__Records shown__
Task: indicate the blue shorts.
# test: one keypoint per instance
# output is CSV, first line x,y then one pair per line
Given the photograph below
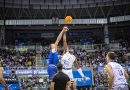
x,y
52,70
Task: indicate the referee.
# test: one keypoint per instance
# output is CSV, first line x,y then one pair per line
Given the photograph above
x,y
117,76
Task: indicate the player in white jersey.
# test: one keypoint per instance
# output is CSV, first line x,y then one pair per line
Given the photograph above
x,y
116,74
68,59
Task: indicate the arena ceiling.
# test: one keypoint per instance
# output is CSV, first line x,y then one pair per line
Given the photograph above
x,y
46,9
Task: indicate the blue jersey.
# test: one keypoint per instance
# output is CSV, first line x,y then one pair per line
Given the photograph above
x,y
53,58
52,70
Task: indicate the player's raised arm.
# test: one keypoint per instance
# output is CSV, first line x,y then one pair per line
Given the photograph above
x,y
65,46
60,35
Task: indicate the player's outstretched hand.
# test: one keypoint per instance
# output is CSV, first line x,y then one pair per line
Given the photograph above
x,y
65,28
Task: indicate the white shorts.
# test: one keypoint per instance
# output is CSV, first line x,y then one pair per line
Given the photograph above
x,y
68,72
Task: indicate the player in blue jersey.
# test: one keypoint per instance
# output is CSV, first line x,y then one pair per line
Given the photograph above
x,y
54,56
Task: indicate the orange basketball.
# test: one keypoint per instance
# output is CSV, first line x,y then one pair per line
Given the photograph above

__What to do__
Please rewrite all the lines above, substituting "image" for "photograph" and keeping everything else the same. Leave the pictures out of your answer.

__Correct answer__
Task: indicate the blue shorts.
# test: one keypoint per instance
# output is CSV, first line x,y then one pair per line
Given the image below
x,y
52,70
Task: indicate the referee.
# test: one keypoint per instance
# output is CSV, first line x,y then one pair per line
Given the image above
x,y
117,76
Task: indicate the player in white jersey.
# test: one keypoint per instance
# output is CSV, first line x,y then one pair per line
Given the image above
x,y
116,74
68,59
Task: indicate the arena ceiling.
# test: one keypoint per instance
# output is CSV, first line x,y then one pair per line
Given the image above
x,y
46,9
Task: indicate the blue jersey.
# test: one keypoint per instance
# output is CSV, first line x,y then one pair per line
Given the image above
x,y
53,58
52,70
Task: indicate the player's raised arm.
# test: one keypoint per instance
# output is CSV, first line x,y then one pair per line
Given the image above
x,y
65,46
60,35
Task: indicate the player's outstretched hand.
# test: one keypoint per instance
# output is CSV, first line x,y then one pair per line
Given the image above
x,y
65,28
Task: indicate the white shorts.
# test: one keypoint per instance
# output is CSV, first line x,y then one pair per line
Given the image above
x,y
68,72
Task: indicate the player in blue jersey.
# test: one keypoint per instance
# output is CSV, first line x,y then one pair per line
Given the image above
x,y
54,56
Task: indicate the orange basketball.
# test: one keypoint per instance
# output is CSV, first line x,y then one pair per line
Given the image above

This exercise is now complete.